## The request
Reproduce every line of the data below in full. Increase each x and y coordinate in the answers by 39 and leave everything else unchanged.

## Excerpts of pointing data
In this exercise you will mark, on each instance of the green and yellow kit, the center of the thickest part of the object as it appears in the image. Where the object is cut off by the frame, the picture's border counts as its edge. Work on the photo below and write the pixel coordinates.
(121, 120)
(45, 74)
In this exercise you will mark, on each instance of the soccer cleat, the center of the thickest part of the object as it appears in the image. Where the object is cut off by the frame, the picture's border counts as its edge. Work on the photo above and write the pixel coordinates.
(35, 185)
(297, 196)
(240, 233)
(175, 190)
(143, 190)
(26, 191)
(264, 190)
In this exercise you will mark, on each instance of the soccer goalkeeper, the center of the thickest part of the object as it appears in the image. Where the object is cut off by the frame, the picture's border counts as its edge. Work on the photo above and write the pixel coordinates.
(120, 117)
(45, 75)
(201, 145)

## Solution to this exercise
In this exercise you will mark, on each instance of the green and yellow kit, the center of the thickest part of the object as it appears in the image. Where the object is cut off by the frame, the picture's border counts as its edge. Work on the photo below and write the pixel coordinates.
(160, 159)
(84, 113)
In this exercise you will mark, on each instance of the soccer cleat, the center of the thickest part of the object as it appears in the image. Where the object is cut off by the frame, the picture's border counts as its edge. Work on the photo above and write the pixel coordinates.
(74, 224)
(336, 235)
(279, 272)
(214, 229)
(182, 229)
(65, 230)
(303, 229)
In this exercise you will mark, on each instance of the soccer goalkeeper, the center of the thickest part of the object as it appears in the image. Where the object is cut off by the frame, the picture's border counts as its edge. Work on the photo above and write the pixel coordinates.
(159, 156)
(84, 114)
(240, 184)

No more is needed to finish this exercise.